## Prompt:
The whole listing, repeated exactly, is what this task asks for.

BEGIN Data provided

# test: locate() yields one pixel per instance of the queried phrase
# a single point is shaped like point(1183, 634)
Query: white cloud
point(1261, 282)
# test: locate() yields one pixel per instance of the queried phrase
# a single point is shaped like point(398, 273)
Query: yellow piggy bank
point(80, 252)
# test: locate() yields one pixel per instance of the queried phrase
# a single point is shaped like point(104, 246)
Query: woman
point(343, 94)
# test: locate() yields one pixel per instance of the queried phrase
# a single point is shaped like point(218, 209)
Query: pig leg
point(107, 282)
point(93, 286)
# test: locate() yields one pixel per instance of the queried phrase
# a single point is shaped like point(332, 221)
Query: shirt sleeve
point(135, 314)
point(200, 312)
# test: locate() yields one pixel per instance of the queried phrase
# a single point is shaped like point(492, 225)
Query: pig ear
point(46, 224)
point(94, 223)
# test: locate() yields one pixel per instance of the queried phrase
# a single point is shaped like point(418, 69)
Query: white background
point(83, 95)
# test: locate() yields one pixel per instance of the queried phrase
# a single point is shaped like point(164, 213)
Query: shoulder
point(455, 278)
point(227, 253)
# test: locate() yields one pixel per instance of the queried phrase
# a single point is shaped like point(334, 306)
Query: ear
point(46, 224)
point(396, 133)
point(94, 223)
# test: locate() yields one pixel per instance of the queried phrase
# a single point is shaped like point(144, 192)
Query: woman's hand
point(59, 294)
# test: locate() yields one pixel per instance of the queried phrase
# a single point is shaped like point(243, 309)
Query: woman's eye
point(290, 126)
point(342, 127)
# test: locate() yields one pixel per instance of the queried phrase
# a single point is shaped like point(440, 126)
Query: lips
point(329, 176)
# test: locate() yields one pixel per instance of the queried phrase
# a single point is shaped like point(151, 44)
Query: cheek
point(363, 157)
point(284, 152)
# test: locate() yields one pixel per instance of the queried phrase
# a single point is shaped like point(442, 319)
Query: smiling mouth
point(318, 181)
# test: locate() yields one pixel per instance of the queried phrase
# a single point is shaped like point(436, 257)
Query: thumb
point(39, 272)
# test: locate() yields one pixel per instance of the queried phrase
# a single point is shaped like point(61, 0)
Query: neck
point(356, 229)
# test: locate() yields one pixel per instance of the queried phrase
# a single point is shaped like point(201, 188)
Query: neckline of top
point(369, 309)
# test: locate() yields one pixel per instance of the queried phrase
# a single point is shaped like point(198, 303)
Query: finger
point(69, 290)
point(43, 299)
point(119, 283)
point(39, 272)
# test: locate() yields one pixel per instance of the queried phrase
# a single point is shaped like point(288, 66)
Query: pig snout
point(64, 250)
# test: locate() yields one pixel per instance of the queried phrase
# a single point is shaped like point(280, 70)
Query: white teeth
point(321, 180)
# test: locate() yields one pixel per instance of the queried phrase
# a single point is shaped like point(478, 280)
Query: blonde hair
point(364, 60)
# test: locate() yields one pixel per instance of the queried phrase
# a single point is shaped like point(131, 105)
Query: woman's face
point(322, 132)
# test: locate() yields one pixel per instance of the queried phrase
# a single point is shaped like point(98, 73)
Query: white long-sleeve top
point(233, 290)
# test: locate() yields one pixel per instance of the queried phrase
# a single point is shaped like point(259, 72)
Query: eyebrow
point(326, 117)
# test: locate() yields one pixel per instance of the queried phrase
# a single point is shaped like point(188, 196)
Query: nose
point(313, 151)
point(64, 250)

END Data provided

## Task answer:
# test: locate() yields one pixel per instance of the queried phrase
# a single point is shaped like point(1183, 634)
Query: white cloud
point(1261, 282)
# test: locate() yields one pixel per instance of the queried phrase
# a single point is shaped like point(398, 273)
Query: yellow piggy bank
point(80, 252)
# test: locate() yields one pixel per instance of the queried phrase
# a single point is shaped like point(104, 246)
Query: woman
point(343, 94)
# test: locate() yields one pixel per instance of the queried phrase
# a single point is shaped like point(218, 209)
Query: pig leg
point(107, 282)
point(93, 286)
# test: locate() yields one pixel per instance of the queried phrase
# a single point is shaped like point(332, 221)
Query: shirt sleeve
point(135, 314)
point(200, 312)
# test: locate() yields one pixel per instance of the queried phrase
# a single point is shaped like point(492, 225)
Query: pig ear
point(46, 224)
point(94, 223)
# test: locate() yields one pixel per instance of the queried phrase
# a single point is shaped like point(418, 69)
Query: white background
point(83, 95)
# test: locate() yields one pixel per instance of the queried phrase
# a single point is shaped like point(164, 213)
Query: shoulder
point(455, 278)
point(227, 253)
# test: locate() yields one pixel per instance of the queried phrase
# a single point is shaped like point(334, 306)
Query: ear
point(46, 224)
point(396, 133)
point(94, 223)
# test: locate() yields one pixel per instance of the queried phrase
# a single point is shaped like point(144, 192)
Query: woman's hand
point(59, 294)
# test: locate() yields one pixel per instance of the queried phrase
# a single point is shaped like point(243, 309)
Query: woman's eye
point(290, 126)
point(342, 127)
# test: locate() yields one pixel per instance of the queried phrase
# a single point is shaped like point(440, 126)
Query: lips
point(329, 176)
# test: locate() yields one pixel per instance of the queried phrase
# a single point is shaped like point(151, 44)
Query: cheek
point(363, 157)
point(284, 152)
# test: locate() yields one pixel per instance of the queried phrase
# a single point is shaped like point(442, 319)
Query: smiling mouth
point(318, 181)
# test: locate() yields one pixel per instance of the queried phrase
# a single point is shaped like point(436, 257)
Query: thumb
point(39, 272)
# test: locate() yields one pixel per instance of the queried phrase
# a single point is shaped like point(61, 0)
Query: neck
point(356, 229)
# test: locate() yields one pixel per instance of the queried phrase
# a single point is shaped like point(201, 188)
Query: neckline of top
point(369, 309)
# test: locate() yields one pixel per instance of the queried phrase
# a single point is shaped like point(198, 303)
Query: finger
point(69, 290)
point(43, 299)
point(119, 283)
point(39, 272)
# test: locate() yields one pixel per instance of the queried phrase
# a single point is shaped like point(288, 66)
Query: pig snout
point(64, 250)
# test: locate() yields one pixel per instance of the queried phrase
# a single point is shaped like point(280, 70)
Query: white teeth
point(321, 180)
# test: locate() yields one pixel per instance of the queried phrase
# a single point is shaped like point(478, 280)
Query: blonde hair
point(364, 60)
# test: locate() yields one pixel per instance of the queried phrase
# a single point is shaped like point(131, 105)
Query: woman's face
point(322, 132)
# test: locate() yields one pixel per instance of the queried phrase
# a single point is shaped like point(98, 73)
Query: white long-sleeve top
point(233, 290)
# test: locate() yields one pixel per instance of the queried phrase
# a single point is shaped like point(259, 72)
Query: eyebrow
point(326, 117)
# test: locate() yields one pixel per instance of the queried phrase
# a single point is shaped like point(188, 196)
Query: nose
point(313, 151)
point(64, 250)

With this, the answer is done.